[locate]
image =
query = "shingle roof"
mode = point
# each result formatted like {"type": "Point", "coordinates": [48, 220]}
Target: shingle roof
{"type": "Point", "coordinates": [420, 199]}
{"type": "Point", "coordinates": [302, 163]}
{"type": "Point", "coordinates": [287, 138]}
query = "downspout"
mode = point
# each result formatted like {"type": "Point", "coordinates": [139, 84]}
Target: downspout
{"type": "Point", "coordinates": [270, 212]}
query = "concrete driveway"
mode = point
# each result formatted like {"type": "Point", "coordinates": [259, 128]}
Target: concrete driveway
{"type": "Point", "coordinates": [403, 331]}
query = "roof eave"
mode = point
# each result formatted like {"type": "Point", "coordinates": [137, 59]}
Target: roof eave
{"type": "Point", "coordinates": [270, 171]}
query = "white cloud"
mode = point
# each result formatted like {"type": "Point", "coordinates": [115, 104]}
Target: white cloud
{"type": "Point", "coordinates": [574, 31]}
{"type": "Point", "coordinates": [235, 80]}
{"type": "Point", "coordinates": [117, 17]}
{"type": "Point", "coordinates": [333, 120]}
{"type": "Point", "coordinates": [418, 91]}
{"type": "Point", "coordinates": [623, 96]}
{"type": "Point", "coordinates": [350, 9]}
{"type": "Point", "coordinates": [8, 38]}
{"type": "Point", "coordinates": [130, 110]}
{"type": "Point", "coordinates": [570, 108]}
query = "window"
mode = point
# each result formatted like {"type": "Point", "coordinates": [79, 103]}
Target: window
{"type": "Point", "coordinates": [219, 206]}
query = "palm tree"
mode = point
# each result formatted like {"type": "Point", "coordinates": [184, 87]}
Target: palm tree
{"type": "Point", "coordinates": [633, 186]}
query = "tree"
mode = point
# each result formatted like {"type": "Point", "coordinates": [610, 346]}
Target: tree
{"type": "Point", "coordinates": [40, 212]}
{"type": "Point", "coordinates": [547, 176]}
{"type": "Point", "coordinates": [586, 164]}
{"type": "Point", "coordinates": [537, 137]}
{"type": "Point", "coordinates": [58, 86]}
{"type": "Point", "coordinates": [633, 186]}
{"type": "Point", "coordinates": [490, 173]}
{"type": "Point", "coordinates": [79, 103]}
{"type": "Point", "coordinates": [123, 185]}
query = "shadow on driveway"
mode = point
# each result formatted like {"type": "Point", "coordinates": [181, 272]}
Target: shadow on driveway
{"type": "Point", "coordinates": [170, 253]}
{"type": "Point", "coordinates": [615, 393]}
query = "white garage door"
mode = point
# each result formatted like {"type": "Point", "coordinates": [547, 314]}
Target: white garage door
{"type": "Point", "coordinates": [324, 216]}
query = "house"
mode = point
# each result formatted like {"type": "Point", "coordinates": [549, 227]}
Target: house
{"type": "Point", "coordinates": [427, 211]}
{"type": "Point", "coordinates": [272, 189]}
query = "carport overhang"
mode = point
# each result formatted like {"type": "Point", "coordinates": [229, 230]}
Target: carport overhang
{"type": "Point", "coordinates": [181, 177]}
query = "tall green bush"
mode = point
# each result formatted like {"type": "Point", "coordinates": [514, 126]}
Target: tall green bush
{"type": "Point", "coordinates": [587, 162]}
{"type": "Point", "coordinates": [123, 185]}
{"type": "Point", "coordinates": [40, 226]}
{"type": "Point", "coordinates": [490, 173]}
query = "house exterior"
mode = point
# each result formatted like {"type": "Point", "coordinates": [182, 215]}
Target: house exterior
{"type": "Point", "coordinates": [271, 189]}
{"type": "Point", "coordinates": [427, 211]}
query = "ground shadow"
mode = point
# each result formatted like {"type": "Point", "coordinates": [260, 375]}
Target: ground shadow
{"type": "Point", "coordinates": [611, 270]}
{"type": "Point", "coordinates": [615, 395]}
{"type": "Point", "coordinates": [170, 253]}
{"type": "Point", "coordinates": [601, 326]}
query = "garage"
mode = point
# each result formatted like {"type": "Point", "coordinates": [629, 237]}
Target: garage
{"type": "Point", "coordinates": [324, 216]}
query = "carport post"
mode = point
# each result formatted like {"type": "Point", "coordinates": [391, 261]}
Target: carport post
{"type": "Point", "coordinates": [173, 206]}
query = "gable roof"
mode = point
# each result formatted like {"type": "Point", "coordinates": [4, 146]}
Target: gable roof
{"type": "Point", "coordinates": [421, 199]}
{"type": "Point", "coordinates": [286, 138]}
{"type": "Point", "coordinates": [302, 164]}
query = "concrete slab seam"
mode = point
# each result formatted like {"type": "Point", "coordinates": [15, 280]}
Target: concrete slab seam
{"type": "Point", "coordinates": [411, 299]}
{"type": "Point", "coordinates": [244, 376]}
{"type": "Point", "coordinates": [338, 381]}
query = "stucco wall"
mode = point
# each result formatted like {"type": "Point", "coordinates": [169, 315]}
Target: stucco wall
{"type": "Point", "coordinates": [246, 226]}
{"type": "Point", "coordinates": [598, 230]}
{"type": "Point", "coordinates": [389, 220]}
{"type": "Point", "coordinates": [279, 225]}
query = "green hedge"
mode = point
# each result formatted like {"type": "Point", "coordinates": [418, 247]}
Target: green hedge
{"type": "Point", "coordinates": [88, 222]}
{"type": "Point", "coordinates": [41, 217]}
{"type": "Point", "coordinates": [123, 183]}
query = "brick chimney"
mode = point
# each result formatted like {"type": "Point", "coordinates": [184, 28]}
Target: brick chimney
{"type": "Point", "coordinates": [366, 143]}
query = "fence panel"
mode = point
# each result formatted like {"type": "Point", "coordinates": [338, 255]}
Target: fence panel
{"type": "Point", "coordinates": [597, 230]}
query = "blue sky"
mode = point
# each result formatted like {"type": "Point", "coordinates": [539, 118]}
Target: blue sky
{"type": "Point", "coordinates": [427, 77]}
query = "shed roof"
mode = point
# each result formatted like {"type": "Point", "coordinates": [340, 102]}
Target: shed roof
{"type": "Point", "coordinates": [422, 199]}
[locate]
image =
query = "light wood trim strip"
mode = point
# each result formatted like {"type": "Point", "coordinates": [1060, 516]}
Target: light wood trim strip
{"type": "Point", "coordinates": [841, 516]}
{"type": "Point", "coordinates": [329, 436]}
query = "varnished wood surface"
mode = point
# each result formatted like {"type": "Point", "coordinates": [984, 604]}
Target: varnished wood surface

*WHAT TO PRODUCE*:
Within the records above, each line containing "surface" is to be returned.

*ANSWER SECTION*:
query = "varnished wood surface"
Target: varnished wood surface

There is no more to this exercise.